Assignment: Your answer should be a faithful copy of the entire listing.
== Input records
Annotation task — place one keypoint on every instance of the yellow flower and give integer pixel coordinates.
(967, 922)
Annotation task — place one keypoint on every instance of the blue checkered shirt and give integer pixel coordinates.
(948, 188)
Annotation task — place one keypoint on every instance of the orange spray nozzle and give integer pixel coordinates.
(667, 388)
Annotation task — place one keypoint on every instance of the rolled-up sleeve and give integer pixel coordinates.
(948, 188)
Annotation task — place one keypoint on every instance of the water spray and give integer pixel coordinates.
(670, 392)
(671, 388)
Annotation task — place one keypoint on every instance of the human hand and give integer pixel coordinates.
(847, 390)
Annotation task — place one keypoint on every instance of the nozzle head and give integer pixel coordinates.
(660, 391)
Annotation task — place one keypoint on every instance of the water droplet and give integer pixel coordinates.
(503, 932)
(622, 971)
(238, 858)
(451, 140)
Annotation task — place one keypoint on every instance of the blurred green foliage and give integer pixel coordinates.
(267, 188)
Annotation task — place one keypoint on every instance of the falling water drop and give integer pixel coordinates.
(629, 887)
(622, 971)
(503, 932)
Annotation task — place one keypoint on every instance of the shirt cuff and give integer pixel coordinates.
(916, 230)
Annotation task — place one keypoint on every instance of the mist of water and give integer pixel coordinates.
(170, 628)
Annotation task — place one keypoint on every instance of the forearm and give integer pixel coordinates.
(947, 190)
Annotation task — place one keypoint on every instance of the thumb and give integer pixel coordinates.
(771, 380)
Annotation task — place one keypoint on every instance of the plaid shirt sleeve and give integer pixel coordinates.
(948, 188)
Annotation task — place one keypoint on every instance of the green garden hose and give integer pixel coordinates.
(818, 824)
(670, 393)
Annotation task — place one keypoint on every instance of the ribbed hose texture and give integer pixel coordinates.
====
Expected answer:
Annotation task — place one keypoint on every instance of the yellow flower and give integer pixel coordinates.
(967, 922)
Annotation task — place one keypoint on every instance of the blue checkered shirt and give integer pixel coordinates.
(948, 188)
Annotation task — place one keypoint on every instance of the orange spray nozzle and give integer pixel coordinates.
(667, 388)
Annotation task — place one keypoint on every instance of the rolled-up sleeve and give integer pixel coordinates.
(948, 188)
Annotation task — place one keypoint on every instance of the water spray and give integer pixel coordinates.
(670, 392)
(671, 388)
Annotation task — place one keypoint on every instance of the human hand and give integer pixel coordinates.
(847, 390)
Annotation task — place one keypoint on every instance of the nozzle head and give integer pixel coordinates.
(660, 391)
Annotation task — place one keypoint on every instance of the water droplet and give integer pixel coordinates.
(503, 932)
(622, 971)
(238, 858)
(451, 140)
Annotation task — place one keypoint on every instance of the blurred green foliage and give integer pixel coordinates.
(267, 188)
Annotation task — place one keypoint on every instance of the falling water drop and give integer pixel coordinates.
(629, 887)
(622, 971)
(503, 932)
Annotation task — place one keypoint on every instance of the shirt cuff and give integer pixel coordinates.
(916, 230)
Annotation task — place one keypoint on every instance of the mist of water and give integer pixel coordinates.
(170, 628)
Annotation task — place one keypoint on every instance of the forearm and give integer pixel coordinates.
(947, 190)
Annotation task — place one keypoint on every instance of the thumb and give integer pixel coordinates.
(771, 380)
Annotation task — place one keypoint on every instance of the plaid shirt sleeve and give integer pixel coordinates.
(948, 188)
Annotation task — place one keypoint on every instance of the green garden hose and give integer pixel coordinates.
(818, 824)
(670, 393)
Annotation task — place one keypoint on every instance of the ribbed hose texture and give integer pixel coordinates.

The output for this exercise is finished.